#### Given problem:
Please retype the lines from the entries below word for word, starting at the line that contains "For the evaluation set, locate every instance of the cat eye" and ending with the final line of the entries.

(Saved data entries)
Start

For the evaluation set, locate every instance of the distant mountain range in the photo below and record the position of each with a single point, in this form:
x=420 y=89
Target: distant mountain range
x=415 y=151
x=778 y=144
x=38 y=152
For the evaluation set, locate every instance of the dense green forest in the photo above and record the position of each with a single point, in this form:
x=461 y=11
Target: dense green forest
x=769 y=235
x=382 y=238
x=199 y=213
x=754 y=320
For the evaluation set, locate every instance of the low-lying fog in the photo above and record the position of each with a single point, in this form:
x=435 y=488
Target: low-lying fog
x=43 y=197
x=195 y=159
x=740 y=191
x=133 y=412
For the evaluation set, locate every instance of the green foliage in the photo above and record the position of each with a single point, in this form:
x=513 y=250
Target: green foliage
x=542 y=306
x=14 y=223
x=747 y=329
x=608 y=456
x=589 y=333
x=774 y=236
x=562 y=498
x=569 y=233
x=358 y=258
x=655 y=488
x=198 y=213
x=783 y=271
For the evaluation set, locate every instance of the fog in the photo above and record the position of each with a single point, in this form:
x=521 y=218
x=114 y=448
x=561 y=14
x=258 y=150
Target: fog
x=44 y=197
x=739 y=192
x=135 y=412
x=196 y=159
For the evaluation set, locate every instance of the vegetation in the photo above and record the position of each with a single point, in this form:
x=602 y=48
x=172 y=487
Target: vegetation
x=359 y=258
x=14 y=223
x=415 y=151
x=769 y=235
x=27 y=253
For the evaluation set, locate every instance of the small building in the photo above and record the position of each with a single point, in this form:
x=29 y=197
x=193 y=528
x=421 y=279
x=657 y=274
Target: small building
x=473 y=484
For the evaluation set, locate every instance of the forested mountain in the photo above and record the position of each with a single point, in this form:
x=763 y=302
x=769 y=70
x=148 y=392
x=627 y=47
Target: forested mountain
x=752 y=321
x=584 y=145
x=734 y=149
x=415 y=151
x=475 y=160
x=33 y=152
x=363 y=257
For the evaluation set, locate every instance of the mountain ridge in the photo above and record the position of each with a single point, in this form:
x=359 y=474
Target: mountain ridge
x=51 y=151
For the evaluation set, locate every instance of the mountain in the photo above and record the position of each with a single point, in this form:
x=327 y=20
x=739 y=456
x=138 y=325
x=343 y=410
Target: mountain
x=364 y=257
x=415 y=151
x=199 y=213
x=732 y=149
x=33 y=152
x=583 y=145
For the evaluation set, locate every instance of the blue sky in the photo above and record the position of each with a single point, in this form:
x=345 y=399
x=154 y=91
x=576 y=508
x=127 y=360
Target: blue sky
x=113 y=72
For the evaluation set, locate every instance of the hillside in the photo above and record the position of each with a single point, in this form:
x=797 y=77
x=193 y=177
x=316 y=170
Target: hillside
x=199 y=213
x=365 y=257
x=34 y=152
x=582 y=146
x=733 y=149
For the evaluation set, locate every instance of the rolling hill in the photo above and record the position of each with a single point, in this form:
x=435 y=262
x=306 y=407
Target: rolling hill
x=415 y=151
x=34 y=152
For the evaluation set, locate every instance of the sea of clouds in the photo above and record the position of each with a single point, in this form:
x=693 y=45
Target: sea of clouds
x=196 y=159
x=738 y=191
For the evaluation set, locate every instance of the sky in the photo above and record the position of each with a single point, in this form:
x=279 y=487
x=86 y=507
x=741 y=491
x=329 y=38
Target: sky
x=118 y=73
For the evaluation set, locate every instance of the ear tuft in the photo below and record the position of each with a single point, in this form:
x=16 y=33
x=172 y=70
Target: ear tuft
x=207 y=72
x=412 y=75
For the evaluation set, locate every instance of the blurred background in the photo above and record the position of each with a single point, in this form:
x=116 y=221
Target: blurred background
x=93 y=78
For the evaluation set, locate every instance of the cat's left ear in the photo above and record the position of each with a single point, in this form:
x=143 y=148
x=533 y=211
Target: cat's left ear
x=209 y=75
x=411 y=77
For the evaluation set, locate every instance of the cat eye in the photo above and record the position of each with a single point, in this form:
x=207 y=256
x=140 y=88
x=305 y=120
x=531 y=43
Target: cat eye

End

#### Task solution:
For the evaluation set, locate every instance of the cat eye in the photo above and record the position of each with a single point, in this form:
x=207 y=256
x=140 y=88
x=305 y=120
x=531 y=43
Target: cat eye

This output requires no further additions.